> _課題の内容_
a. ソマリア沖への護衛艦派遣に関する記事によると、政府が検討している艦艇の陣容はどのようなものか。
b. ソマリア沖への護衛艦派遣に関する記事で、政府がインド洋の護衛艦を使わずに日本から新たに派遣する方針とした理由を、1〜3文で説明せよ。
c. ソマリア沖への護衛艦派遣に関する記事を、最後の文の後から書き継げ。

日本から護衛艦派遣 ソマリア沖 麻生首相、対応明言
政府は25日、海上警備行動発令によるアフリカ・ソマリア沖での海賊対策に
ついて、日本から新たに護衛艦を派遣する方針を固めた。インド洋に派遣され
ている海上自衛隊の護衛艦を活用すると補給活動に支障が出る可能性があり、
海賊対策に特化した派遣の方が、より実体的な任務が行えると判断した。ただ、
派遣準備に十分な時間が取れないなどの問題もあり調整を急ぐ。
麻生太郎首相は同日夜、首相官邸で記者団に対し「取り急ぎ日本も対応すべき
だ。取り急ぎということであれば海上警備行動で対応する」と述べ、海警行動
の発令で海自艦艇をソマリア沖に派遣することを正式に表明した。
さらに首相は「他国の船は助けませんではいかがか」と述べて、海賊対策の一
般法の早期制定に意欲を示した。
政府は護衛艦1、2隻に補給艦1隻の陣容を検討。ソマリア沖の海賊多発海域
に艦を配置し、通行する日本関係船舶から危険情報が入った場合に現場に急行
することを想定している。

> _データの内容_
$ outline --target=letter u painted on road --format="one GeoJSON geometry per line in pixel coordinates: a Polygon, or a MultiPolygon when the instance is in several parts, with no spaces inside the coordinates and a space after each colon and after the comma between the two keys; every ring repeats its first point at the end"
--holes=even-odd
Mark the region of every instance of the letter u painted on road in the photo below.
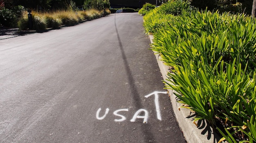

> _各課題の解答_
a. 護衛艦1、2隻に補給艦1隻の陣容である。

b. インド洋に派遣されている海上自衛隊の護衛艦を活用すると、補給活動に支障が出る可能性があるためである。また政府は、海賊対策に特化した派遣の方がより実体的な任務を行えると判断した。

c.
また、一義的に海上での治安維持を担当する海上保安庁との連携を強化するた
め、日本で海上保安官を同乗させて出航する。武器使用については、警察官職
務執行法を準用し威嚇射撃や海賊側と同程度の武器での応戦を認める。
アジア諸国のうち、中国は海軍艦艇をソマリア沖のアデン湾に派遣、海賊対策
で各国と足並みをそろえる姿勢を強めており、日本の存在感を示す意味でも海
賊対策に特化した護衛艦の派遣は重要となりつつある。ただ、日本籍船の護送
任務を優先する外務省と、海域での警護を念頭に置く防衛省との調整はついて
おらず、年内にも派遣する政府調査団の報告を踏まえ、さらに検討を進める。
(産経新聞 2008/12/26)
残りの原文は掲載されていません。